**Work instructions:**
1. In the cybercrime passage, through which apps are children usually contacted?
2. Go on with the cybercrime passage from where it stops.

He urged parents to pay special attention to their children as the office has received a number of complaints about individuals approaching children for sexual purposes.
Anastasiades said with the increased use of the internet there is “an increase in complaints about the use of the internet in general and online fraud.” There are many online ads about offers and free gifts allegedly from reputable shops, he warned.
“Fraudsters are adjusting their action and are hiding behind the internet’s anonymity,” he said.
They offer gifts and make people give them their credit card details for small amounts for delivery purposes, such as €3.
Another form of cybercrime on the rise are cases of people approaching children for sexual purposes. “Our office is on the alert and we are investigating all reports,” Anastasiades commented, appealing to parents to be on the lookout too. Children, he said, are contacted by people both in Cyprus and from overseas, usually via Facebook and lately Viber.
Anastasiades also emphasised the increasing use of fake news.
“We are trying to locate cases of fake news but you must appreciate that people ought to be careful about what they see and what they believe. We recommend that the public follow only the official websites.” More info can be found on the office’s website at www.cyberalert.cy.

**Supplied records:**
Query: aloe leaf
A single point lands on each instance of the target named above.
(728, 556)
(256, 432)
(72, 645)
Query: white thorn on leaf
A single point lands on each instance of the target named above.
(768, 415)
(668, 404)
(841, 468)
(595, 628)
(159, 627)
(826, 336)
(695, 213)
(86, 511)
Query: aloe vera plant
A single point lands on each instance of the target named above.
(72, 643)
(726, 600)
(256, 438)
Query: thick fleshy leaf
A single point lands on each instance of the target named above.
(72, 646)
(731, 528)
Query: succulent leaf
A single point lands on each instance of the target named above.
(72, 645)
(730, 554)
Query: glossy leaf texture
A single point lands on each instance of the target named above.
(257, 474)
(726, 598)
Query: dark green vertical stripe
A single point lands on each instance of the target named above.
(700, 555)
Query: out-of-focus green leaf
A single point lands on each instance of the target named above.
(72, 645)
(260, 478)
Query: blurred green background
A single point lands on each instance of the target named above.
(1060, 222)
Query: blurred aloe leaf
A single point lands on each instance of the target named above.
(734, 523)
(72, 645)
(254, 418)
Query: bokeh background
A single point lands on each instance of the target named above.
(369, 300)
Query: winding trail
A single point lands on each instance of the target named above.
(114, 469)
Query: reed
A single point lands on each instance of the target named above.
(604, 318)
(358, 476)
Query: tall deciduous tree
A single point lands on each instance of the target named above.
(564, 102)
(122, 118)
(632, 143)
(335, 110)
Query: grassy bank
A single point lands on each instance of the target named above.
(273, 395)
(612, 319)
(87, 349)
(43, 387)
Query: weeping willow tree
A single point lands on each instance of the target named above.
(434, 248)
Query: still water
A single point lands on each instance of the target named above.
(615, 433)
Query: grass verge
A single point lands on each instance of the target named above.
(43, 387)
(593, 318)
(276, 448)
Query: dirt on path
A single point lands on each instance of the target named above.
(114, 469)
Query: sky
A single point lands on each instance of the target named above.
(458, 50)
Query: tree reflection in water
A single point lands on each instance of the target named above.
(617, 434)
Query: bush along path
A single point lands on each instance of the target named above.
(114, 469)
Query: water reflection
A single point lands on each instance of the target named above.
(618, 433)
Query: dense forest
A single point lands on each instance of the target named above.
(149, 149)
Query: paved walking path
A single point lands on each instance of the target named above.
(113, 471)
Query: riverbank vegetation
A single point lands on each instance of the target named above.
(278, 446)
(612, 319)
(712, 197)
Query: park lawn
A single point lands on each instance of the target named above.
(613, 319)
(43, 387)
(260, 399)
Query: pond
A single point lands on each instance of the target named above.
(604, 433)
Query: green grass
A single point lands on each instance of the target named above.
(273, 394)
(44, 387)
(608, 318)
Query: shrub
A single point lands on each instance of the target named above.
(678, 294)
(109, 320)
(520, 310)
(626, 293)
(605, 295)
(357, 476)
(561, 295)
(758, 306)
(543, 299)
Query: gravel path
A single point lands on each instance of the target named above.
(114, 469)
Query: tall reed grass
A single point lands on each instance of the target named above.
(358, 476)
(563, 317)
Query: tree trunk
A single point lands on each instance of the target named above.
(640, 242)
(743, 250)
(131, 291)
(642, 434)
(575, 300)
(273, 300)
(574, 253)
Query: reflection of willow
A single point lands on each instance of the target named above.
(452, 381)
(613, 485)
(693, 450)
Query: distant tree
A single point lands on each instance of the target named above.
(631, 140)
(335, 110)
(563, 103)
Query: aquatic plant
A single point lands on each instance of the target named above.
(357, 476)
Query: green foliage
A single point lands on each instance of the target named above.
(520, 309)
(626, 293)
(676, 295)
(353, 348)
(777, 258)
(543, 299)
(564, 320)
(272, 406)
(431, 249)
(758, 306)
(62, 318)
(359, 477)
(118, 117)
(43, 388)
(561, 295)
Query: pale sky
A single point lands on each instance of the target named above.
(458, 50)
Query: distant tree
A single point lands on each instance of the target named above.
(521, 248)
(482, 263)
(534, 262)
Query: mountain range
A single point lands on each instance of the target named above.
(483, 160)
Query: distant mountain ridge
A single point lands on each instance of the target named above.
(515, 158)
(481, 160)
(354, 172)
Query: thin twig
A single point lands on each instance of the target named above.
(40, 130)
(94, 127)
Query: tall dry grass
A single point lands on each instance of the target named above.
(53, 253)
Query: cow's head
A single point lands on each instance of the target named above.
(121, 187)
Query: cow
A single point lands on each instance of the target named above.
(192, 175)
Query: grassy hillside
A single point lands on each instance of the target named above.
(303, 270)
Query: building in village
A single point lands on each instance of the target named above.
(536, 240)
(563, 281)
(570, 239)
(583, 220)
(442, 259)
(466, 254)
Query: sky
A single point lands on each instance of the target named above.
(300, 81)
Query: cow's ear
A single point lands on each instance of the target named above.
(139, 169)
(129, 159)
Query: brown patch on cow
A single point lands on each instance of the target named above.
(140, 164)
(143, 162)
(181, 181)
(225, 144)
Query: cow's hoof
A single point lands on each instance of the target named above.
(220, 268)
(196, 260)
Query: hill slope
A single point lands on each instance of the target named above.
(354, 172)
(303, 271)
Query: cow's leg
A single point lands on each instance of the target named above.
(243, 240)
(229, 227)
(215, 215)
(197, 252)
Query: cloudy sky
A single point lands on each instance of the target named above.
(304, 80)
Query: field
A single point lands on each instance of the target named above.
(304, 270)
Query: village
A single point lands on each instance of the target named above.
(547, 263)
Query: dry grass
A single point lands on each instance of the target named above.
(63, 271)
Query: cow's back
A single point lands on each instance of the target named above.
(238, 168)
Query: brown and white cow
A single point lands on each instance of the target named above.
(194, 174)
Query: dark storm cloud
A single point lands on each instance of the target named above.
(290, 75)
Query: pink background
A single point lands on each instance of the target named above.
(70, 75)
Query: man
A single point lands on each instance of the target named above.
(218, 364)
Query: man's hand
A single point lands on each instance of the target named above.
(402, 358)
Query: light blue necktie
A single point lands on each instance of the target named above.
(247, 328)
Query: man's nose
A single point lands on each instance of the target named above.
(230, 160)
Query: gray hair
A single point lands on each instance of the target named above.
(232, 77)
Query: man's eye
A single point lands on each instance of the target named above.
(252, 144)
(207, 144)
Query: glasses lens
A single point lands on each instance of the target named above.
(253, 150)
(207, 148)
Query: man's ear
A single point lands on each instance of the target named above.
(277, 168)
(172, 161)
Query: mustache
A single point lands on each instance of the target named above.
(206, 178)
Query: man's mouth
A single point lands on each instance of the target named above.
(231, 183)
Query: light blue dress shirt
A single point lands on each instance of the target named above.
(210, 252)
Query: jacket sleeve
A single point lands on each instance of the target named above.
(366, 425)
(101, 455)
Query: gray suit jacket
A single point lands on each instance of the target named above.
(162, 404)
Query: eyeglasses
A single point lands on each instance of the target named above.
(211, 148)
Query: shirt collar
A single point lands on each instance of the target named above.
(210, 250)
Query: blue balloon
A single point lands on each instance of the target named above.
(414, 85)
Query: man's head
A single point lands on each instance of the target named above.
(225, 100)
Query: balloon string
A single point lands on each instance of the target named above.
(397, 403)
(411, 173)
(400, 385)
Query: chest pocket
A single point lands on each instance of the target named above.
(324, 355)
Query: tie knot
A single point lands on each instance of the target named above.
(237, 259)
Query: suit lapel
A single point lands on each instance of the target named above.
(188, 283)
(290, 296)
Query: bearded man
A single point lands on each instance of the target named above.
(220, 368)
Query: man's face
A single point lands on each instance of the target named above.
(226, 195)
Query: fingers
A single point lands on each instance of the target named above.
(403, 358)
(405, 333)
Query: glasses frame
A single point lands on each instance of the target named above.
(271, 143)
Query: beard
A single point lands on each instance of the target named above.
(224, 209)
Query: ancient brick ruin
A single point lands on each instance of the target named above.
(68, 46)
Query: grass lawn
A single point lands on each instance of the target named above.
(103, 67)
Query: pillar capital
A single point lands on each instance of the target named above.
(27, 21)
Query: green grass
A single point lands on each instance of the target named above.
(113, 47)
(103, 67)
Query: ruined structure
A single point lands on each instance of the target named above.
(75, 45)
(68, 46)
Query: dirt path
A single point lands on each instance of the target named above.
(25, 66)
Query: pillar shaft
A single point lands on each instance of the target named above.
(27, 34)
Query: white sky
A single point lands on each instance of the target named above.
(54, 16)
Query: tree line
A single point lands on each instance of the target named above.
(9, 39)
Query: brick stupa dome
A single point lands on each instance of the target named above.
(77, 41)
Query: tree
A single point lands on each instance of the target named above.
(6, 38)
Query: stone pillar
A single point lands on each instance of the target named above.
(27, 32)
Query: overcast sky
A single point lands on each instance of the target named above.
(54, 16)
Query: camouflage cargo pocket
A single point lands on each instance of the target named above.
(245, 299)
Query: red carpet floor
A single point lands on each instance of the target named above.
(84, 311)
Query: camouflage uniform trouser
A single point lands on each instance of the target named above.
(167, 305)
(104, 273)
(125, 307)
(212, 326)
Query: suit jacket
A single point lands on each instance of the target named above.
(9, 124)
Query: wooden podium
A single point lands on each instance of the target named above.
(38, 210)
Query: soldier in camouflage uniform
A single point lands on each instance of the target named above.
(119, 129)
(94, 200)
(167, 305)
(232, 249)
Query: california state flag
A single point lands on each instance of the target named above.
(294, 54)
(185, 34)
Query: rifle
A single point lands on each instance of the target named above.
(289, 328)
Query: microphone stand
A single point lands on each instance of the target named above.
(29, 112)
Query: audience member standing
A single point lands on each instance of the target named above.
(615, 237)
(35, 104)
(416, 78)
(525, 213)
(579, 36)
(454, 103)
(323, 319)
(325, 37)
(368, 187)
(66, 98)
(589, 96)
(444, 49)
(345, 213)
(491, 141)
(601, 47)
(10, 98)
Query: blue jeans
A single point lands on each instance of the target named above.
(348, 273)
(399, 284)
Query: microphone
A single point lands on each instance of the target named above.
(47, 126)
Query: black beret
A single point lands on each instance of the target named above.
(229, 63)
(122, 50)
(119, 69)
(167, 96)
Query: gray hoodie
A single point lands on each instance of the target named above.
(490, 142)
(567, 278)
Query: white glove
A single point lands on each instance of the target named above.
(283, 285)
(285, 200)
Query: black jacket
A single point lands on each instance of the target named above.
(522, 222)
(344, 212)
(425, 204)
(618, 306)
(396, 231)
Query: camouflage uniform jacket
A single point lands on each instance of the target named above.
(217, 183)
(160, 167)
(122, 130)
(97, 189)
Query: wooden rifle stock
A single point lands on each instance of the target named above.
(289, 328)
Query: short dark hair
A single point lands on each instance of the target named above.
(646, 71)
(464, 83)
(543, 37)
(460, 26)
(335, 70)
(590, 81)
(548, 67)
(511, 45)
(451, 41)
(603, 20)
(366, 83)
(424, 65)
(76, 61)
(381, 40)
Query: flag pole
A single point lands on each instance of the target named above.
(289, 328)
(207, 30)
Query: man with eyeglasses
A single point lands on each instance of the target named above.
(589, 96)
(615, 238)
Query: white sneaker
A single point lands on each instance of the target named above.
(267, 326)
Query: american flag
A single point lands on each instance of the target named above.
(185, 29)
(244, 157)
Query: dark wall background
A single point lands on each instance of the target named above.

**Task-by-task outputs:**
1. Usually via Facebook and, lately, Viber.

2.
Meanwhile, cybersecurity adviser in Cyprus and Greece Alexia Christofi said “these difficult days have given a new dimension to the action of cyber criminals”.
She said in addition to classic hackers, now there are more sophisticated hackers using social engineering to manipulate fake ads, gifts and offers and to obtain users’ information such as credit card details and ID numbers.
With the shortage of masks for protection against Covid-19, Christofi said “we get rushed offers that refer to electronic shops that only ask for payment and shipping details to complete the so-called order. It is advisable to verify the merchant’s legitimacy by looking for contact details and contacting them for cross-checking, she advised.”
She also warned about cases where a “nicely written email is sent to persons who are unwilling to provide their personal information, containing a link with trojan virus that enters the receiver’s device and providing access to personal data”.